Picture annotation records:
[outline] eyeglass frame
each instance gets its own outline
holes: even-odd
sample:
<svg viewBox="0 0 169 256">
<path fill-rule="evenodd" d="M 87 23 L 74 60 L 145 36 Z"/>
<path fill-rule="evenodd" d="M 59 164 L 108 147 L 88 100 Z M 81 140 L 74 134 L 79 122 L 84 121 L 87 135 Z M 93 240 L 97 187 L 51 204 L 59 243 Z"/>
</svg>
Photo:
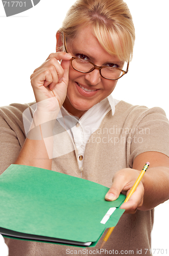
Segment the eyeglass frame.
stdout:
<svg viewBox="0 0 169 256">
<path fill-rule="evenodd" d="M 65 36 L 65 33 L 64 32 L 62 32 L 62 35 L 63 35 L 63 44 L 64 44 L 64 48 L 65 48 L 66 52 L 67 53 L 68 53 L 68 51 L 67 50 L 67 47 L 66 47 L 66 36 Z M 73 68 L 73 69 L 74 70 L 76 70 L 76 71 L 78 71 L 79 72 L 82 73 L 83 74 L 88 74 L 89 73 L 92 72 L 95 69 L 98 69 L 98 70 L 99 70 L 99 72 L 100 72 L 100 74 L 101 76 L 102 77 L 103 77 L 103 78 L 105 78 L 106 79 L 108 79 L 108 80 L 118 80 L 119 78 L 121 78 L 123 76 L 124 76 L 124 75 L 125 75 L 126 74 L 127 74 L 127 73 L 128 71 L 128 67 L 129 67 L 129 61 L 128 61 L 127 62 L 127 66 L 126 71 L 125 71 L 124 70 L 123 70 L 122 69 L 119 69 L 118 68 L 112 68 L 112 67 L 106 67 L 106 66 L 99 67 L 99 66 L 98 66 L 97 65 L 95 65 L 95 64 L 94 64 L 94 63 L 93 63 L 93 62 L 92 62 L 91 61 L 89 61 L 89 60 L 84 60 L 86 61 L 87 61 L 87 62 L 88 62 L 89 63 L 90 63 L 91 64 L 92 64 L 94 66 L 94 67 L 91 70 L 90 70 L 89 71 L 88 71 L 87 72 L 84 72 L 83 71 L 80 71 L 79 70 L 77 70 L 75 69 L 74 68 L 73 68 L 73 65 L 72 65 L 72 61 L 73 60 L 73 59 L 80 59 L 80 60 L 81 60 L 82 59 L 81 59 L 80 58 L 77 58 L 77 57 L 72 57 L 72 58 L 70 59 L 70 62 L 71 62 L 71 66 L 72 66 L 72 67 Z M 116 70 L 120 70 L 120 71 L 122 72 L 123 74 L 118 78 L 116 78 L 116 79 L 106 78 L 106 77 L 104 77 L 104 76 L 103 76 L 101 74 L 101 70 L 102 69 L 103 69 L 103 68 L 108 68 L 108 69 L 116 69 Z"/>
</svg>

_Your task_
Please print verbatim the lines of the listing from its first line through the line containing "74 60 L 145", inclusive.

_Answer to this exercise_
[outline] eyeglass frame
each instance gets its own outline
holes: even-odd
sample:
<svg viewBox="0 0 169 256">
<path fill-rule="evenodd" d="M 87 23 L 74 60 L 145 36 Z"/>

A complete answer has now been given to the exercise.